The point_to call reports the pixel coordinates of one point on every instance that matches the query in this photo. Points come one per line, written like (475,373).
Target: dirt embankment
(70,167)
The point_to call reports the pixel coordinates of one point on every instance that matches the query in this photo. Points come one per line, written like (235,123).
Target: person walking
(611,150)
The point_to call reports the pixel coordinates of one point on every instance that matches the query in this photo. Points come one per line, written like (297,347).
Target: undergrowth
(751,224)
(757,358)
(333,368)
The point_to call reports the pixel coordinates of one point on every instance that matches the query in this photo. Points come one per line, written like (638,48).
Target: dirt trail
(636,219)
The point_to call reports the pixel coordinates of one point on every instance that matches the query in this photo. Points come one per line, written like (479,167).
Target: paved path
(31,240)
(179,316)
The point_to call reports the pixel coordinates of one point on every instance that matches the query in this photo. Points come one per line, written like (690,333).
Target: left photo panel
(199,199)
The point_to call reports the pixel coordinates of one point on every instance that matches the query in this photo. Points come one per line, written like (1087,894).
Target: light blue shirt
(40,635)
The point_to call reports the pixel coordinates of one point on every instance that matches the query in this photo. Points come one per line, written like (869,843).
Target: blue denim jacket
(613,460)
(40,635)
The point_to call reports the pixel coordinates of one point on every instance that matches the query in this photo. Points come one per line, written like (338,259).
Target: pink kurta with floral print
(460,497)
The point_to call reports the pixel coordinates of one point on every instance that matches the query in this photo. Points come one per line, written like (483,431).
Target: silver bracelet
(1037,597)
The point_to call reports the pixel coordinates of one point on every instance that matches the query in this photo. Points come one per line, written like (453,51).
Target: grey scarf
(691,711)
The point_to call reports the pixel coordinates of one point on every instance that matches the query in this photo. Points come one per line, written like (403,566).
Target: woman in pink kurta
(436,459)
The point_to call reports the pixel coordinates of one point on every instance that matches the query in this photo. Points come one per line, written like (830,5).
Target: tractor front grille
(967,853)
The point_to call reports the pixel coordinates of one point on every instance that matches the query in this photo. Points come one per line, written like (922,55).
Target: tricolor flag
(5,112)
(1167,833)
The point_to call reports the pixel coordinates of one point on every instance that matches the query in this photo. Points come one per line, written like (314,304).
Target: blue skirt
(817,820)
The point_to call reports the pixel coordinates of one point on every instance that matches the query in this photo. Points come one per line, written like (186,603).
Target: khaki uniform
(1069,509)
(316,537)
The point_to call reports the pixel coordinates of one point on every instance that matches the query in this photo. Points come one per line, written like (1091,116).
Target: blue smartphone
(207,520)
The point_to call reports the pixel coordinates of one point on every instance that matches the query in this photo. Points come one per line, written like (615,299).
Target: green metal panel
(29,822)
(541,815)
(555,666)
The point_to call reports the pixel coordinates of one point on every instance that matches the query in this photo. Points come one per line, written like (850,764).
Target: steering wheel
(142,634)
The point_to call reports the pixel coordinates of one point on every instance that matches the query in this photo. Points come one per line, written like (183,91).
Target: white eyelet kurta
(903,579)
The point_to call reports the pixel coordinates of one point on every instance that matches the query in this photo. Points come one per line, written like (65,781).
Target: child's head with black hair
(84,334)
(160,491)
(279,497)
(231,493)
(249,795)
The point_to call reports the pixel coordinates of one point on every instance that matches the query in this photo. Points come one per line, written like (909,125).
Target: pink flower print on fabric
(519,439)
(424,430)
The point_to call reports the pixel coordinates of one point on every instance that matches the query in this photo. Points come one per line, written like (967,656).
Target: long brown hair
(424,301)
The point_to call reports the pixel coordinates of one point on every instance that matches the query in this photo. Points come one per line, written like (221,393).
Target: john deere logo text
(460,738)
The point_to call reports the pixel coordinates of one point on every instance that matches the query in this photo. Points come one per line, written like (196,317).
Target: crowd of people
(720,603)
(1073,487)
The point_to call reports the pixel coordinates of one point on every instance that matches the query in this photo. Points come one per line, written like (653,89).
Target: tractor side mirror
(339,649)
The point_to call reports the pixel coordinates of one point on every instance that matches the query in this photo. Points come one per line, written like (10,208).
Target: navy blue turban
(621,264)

■ Written task: Beginning at the line of the material that contains "written like (196,317)." and stopping after its final line, copy out every line in full, shifting each answer coordinate by 78 in both x and y. Coordinates that only illustrate the expected format stay as they are.

■ Complete output:
The point_to call reports the pixel coordinates of one point on every instance that matches the query in this photo. Points come one per line, written like (196,317).
Target: crowd of people
(798,681)
(1151,565)
The point_to call reports the pixel coordinates of one point on every instance that matches the query in this photo. Points come one per line, written like (653,89).
Target: tractor side mirror
(417,727)
The point_to call reports the pixel coordinates of one point on every instance that matches the query in this photo. Points come one per line, written like (10,208).
Target: navy blue turban
(699,342)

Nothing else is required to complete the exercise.